─── Texto de leitura
A lógica das relações internacionais prejudica os governos e os territórios que se mantêm no isolacionismo e na autarquia. Por exemplo, em termos de Produto Interno Bruto, o custo de oportunidade da inação do seu Governo para com o espaço lusófono é elevadíssimo. A inexplicável ausência de atuação vem acrescentar-se aos erros em que incorrreu o seu Governo em relação à CPLP, por ação e omissão, de que advertimos atempadamente a Direção-geral de Relações Exteriores e com a União Europeia, e a Secretaria Geral de Política Linguística, infelizmente, sem efeito algum. Erros evitáveis que podem ter efeitos perduráveis.

Como já indicámos no «Parecer sobre a Candidatura da Galiza ao Estatuto de Observador Associado da Comunidade dos Países de Língua Portuguesa», requerido polo Sr. Diretor-geral das Relações Exteriores e com a União Europeia, que a AGLP entregou oportunamente em 29 de outubro de 2015, esse organismo internacional iniciou um processo de ampliação e abertura com a incorporação de um significativo grupo de países observadores, alargando assim o seu espaço de influência a nível mundial. A CPLP já mostrou uma sensibilidade e recetividade especiais a respeito da possível candidatura da Galiza. A aprovação da Lei Paz-Andrade foi vista muito positivamente nos seus âmbitos diplomáticos, e continua a ser esperada alguma ação concreta. A esse respeito, devemos reiterar o indicado no Parecer de 2015: uma das condições de obrigado cumprimento para os países candidatos é a introdução e promoção do ensino da língua portuguesa.

Ora bem, a formulação da candidatura da Galiza não pode ser um ato improvisado ou circunstancial. Deve responder a uma planificação e uma estratégia coordenada com os agentes sociais, económicos, académicos e culturais interessados em avançar nesse caminho. Quando estamos às portas de uma nova política sempre pode haver setores resistentes à mudança. Da mesma forma que, noutros âmbitos, é preciso o impulso do Governo, priorizando o interesse geral sem atender ao de grupos de interesses particulares, a aplicação da Lei Paz-Andrade deveria deixar de estar condicionada pola conveniência de grupos de pressão que nunca quiseram saber da lusofonia e começaram, desde o primeiro minuto, a trabalhar contra esta Lei do Parlamento.
──────
─── Informação fornecida
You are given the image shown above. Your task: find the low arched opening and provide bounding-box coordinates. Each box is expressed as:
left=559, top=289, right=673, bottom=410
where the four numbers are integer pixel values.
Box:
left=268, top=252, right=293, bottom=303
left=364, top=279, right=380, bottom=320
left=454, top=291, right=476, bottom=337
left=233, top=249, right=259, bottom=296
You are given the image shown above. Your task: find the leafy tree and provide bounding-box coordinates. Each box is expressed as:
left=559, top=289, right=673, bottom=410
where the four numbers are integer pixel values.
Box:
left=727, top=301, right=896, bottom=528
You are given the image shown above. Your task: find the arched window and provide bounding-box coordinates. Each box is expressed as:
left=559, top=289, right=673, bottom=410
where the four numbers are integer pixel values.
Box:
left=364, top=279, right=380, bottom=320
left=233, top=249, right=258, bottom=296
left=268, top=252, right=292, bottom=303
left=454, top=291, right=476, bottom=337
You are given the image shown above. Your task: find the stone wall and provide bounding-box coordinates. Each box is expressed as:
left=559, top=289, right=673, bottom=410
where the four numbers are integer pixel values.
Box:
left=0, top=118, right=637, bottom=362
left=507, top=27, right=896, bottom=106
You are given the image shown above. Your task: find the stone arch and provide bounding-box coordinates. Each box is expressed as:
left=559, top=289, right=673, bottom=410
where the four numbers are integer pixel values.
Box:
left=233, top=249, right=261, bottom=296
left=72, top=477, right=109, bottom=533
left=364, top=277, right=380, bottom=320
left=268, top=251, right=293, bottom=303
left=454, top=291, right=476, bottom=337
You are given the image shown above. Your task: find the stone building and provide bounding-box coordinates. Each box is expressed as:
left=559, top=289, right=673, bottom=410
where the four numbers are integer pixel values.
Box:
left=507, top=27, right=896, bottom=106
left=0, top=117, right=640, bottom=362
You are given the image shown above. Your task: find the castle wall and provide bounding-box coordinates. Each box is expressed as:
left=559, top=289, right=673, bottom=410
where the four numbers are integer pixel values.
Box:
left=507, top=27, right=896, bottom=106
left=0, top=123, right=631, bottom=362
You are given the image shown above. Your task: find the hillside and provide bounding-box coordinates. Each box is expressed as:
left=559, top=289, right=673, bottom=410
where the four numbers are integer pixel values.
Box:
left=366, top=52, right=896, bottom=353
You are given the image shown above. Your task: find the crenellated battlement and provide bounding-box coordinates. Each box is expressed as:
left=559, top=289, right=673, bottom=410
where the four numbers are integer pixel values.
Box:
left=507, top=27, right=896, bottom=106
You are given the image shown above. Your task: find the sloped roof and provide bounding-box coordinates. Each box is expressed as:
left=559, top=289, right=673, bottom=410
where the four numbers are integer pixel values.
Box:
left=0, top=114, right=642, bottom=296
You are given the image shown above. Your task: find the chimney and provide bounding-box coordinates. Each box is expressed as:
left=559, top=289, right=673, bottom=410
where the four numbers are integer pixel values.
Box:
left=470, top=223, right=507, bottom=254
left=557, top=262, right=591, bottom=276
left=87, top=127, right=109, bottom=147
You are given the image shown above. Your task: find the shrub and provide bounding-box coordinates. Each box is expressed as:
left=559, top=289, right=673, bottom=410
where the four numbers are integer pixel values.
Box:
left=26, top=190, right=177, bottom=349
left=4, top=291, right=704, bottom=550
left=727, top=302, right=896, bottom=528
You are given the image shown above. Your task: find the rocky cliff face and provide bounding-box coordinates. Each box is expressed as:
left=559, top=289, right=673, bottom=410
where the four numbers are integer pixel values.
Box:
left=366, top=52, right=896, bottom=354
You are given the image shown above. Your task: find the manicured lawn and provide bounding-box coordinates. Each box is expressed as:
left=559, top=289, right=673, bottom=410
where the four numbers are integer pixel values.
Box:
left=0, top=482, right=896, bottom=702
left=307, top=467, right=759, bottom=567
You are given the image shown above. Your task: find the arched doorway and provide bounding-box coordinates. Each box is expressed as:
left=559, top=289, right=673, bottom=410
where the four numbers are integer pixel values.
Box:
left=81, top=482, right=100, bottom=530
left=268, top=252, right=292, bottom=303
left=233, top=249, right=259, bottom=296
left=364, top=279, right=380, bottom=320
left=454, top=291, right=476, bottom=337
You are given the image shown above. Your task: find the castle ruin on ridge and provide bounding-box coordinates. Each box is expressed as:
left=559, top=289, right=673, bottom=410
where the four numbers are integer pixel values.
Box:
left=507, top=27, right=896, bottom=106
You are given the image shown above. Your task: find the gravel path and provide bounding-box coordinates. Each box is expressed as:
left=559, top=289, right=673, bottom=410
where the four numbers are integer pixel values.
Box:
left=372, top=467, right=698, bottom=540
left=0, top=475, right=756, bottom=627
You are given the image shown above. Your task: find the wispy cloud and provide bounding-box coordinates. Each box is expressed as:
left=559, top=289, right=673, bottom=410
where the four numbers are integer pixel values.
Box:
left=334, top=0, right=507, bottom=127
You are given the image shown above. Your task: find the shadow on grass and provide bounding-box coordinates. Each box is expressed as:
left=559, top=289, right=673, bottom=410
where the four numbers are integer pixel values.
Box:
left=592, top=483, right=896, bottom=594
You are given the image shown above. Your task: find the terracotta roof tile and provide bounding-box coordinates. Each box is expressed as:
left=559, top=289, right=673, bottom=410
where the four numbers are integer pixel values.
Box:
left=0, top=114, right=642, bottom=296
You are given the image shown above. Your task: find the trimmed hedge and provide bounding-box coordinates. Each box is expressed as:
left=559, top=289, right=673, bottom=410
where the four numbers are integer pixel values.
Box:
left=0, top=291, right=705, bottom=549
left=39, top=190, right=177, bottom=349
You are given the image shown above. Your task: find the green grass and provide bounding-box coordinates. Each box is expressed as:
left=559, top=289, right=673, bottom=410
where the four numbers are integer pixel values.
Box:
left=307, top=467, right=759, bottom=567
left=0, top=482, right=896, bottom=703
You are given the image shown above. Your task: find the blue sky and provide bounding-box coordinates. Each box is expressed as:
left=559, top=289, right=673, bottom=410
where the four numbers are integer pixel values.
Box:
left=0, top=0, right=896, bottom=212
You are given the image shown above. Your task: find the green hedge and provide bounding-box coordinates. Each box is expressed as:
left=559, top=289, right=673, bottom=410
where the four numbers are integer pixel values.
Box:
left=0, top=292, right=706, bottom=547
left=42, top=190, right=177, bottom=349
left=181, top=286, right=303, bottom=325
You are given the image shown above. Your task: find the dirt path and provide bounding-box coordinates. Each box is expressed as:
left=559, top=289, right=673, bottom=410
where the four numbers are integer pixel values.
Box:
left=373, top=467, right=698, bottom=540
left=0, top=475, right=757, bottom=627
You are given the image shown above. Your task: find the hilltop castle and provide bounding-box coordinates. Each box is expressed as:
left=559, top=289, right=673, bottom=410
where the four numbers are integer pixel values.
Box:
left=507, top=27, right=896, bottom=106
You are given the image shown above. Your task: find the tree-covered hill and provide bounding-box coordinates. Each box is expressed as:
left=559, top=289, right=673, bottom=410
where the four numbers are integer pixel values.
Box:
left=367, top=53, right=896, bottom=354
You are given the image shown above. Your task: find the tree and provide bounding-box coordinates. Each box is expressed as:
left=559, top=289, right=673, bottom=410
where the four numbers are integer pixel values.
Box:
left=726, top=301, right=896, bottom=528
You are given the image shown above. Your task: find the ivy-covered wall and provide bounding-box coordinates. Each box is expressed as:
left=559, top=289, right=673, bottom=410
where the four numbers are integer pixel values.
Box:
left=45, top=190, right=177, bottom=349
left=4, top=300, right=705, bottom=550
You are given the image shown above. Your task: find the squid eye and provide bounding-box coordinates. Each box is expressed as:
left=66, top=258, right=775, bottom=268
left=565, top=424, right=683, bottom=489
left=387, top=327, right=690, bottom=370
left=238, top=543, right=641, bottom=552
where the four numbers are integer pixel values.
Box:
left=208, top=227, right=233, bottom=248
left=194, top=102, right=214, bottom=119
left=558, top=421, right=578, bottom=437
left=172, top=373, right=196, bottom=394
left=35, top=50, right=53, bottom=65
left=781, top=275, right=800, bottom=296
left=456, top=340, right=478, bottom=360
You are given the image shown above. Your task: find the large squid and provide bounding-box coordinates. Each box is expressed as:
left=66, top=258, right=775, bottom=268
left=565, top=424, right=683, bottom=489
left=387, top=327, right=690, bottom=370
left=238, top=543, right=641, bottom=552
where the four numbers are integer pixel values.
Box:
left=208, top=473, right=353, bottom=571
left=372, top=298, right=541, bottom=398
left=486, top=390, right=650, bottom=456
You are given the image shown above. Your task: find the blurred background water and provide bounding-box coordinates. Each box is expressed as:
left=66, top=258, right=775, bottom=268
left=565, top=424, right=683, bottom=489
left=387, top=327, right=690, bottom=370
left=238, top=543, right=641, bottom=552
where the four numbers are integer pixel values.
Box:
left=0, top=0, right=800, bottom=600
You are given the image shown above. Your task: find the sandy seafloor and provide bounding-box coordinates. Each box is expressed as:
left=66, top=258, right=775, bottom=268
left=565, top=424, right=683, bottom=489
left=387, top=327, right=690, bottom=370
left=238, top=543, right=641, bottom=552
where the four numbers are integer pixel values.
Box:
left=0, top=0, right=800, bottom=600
──────
# Detalhes da tarefa
Traduza para inglês esta frase do texto sobre a candidatura da Galiza à CPLP: «A CPLP já mostrou uma sensibilidade e recetividade especiais a respeito da possível candidatura da Galiza.» Baseie-se exclusivamente no texto.

# Solução da tarefa
The CPLP has already shown special sensitivity and receptiveness regarding Galicia's possible candidacy.